> INSTRUCTIONS FOR THE TASK
Return the records, each one exactly as written.

> Source records
________________________
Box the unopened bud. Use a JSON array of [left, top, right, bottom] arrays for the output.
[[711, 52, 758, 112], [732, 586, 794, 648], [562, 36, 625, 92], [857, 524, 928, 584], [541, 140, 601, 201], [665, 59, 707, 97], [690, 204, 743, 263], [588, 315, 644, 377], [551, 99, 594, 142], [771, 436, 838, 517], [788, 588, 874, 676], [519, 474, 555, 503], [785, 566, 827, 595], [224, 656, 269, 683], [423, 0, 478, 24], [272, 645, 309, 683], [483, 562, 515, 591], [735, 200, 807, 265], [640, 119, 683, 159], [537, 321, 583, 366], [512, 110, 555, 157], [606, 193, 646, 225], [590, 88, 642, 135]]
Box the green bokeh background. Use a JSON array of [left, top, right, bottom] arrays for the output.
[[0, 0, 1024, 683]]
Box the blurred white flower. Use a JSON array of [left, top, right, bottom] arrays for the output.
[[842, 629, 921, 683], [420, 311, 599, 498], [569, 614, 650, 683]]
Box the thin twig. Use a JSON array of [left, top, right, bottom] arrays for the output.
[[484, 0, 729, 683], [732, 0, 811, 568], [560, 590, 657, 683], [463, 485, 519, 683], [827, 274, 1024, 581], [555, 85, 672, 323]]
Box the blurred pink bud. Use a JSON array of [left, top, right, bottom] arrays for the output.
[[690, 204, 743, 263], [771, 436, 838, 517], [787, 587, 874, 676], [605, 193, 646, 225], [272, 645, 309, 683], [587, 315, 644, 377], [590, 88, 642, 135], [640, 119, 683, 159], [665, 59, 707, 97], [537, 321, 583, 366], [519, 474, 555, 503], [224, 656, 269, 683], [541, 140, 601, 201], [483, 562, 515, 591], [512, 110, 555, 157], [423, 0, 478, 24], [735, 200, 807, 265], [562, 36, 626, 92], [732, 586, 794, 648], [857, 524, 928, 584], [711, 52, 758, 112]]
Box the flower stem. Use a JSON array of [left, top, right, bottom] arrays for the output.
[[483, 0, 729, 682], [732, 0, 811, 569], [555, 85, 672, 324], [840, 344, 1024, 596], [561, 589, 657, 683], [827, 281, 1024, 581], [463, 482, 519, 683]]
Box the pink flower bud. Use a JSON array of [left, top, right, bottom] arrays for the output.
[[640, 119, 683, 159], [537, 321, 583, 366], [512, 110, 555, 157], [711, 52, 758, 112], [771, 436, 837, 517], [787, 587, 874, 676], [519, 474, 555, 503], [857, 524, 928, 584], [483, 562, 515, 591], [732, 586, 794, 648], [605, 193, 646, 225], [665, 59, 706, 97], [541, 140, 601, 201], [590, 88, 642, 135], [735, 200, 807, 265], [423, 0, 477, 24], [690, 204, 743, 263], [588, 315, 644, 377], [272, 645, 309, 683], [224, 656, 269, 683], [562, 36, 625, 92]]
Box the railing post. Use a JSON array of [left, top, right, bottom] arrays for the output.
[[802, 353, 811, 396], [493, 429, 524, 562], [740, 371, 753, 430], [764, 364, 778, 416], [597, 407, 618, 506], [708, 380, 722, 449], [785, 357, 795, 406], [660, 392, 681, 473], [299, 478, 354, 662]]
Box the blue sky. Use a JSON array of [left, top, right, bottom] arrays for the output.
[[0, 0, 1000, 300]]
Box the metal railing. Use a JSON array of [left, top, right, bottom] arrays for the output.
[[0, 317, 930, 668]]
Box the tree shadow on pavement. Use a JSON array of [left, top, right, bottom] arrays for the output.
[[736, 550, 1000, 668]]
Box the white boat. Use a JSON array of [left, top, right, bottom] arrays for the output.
________________________
> EXERCISE SOLUTION
Box the unopened bud. Use a JSON array of [left, top, right, bottom] arrays for the output.
[[711, 52, 758, 112], [732, 586, 794, 648], [562, 36, 625, 92], [857, 524, 928, 584], [541, 140, 601, 201], [665, 59, 707, 97], [690, 204, 743, 263], [588, 315, 644, 377], [551, 99, 594, 142], [771, 436, 838, 517], [788, 588, 874, 676], [519, 474, 555, 503], [785, 566, 827, 595], [224, 656, 269, 683], [423, 0, 478, 24], [272, 645, 309, 683], [483, 562, 515, 591], [735, 200, 807, 265], [640, 119, 683, 159], [537, 321, 583, 366], [512, 110, 555, 157], [606, 193, 646, 225], [590, 88, 642, 135]]
Box the green bokeh background. Use a JSON array of [left, top, right, bottom] arrays for the output.
[[0, 0, 1024, 683]]
Box the blurred white flower. Use a JSON array of [left, top, right, bottom] arrays for the output.
[[842, 629, 921, 683], [420, 311, 599, 498], [569, 614, 650, 683]]
Box the thin twig. Use a JSON array of [left, top, right, bottom] arrays for the output.
[[484, 0, 729, 683], [732, 0, 811, 568], [560, 590, 657, 683], [463, 485, 519, 683], [827, 274, 1024, 581], [555, 85, 672, 323]]
Box the blurred pink bud. Use a JSON array of [left, top, right, bottom] arrays for the output.
[[690, 204, 743, 263], [771, 436, 838, 517], [787, 587, 874, 676], [605, 193, 646, 225], [272, 645, 309, 683], [587, 315, 644, 377], [590, 88, 642, 135], [640, 119, 683, 159], [665, 59, 707, 97], [537, 321, 583, 366], [519, 474, 555, 503], [224, 656, 269, 683], [541, 140, 601, 201], [483, 562, 515, 591], [512, 110, 555, 157], [423, 0, 478, 24], [735, 200, 807, 265], [562, 36, 626, 92], [732, 586, 794, 648], [857, 524, 928, 584], [711, 52, 758, 112]]
Box the flower stem. Use a JSON array of [left, top, right, bottom] arrays for the output.
[[483, 0, 729, 682], [732, 0, 811, 569], [555, 85, 672, 324], [840, 344, 1024, 596], [561, 589, 657, 683], [827, 281, 1024, 581], [463, 482, 519, 683]]
Box the pink flower bud. Use a JSON array of [left, top, right, bottom] arrays for the output.
[[640, 119, 683, 159], [537, 321, 583, 366], [512, 110, 555, 157], [711, 52, 758, 112], [771, 436, 837, 517], [787, 587, 874, 676], [519, 474, 555, 503], [857, 524, 928, 584], [483, 562, 515, 591], [732, 586, 794, 648], [605, 193, 646, 225], [665, 59, 706, 97], [541, 140, 601, 201], [590, 88, 642, 135], [735, 200, 807, 265], [423, 0, 477, 24], [690, 204, 743, 263], [588, 315, 644, 377], [272, 645, 309, 683], [224, 656, 269, 683], [562, 36, 625, 92]]
Box the railing post. Use a JSON array of [left, top, right, bottom] arrays for the output.
[[802, 353, 811, 396], [493, 429, 524, 562], [740, 371, 753, 430], [764, 364, 778, 416], [597, 407, 618, 506], [708, 380, 722, 449], [785, 357, 795, 406], [660, 392, 681, 473], [299, 478, 354, 662]]
Box the blue sky. Use a JSON array of [left, top, right, bottom] arrays for the output.
[[0, 0, 1000, 300]]
Box the metal railing. Use a JSON array of [left, top, right, bottom] arrays for the output.
[[0, 317, 930, 668]]
Box the tree shadow on pavement. Use a JSON array of [left, top, right, bottom] arrays for the output.
[[736, 550, 1000, 668]]
Box the white boat. Use a JSON array of [left, top, right, bottom] arrays for the output.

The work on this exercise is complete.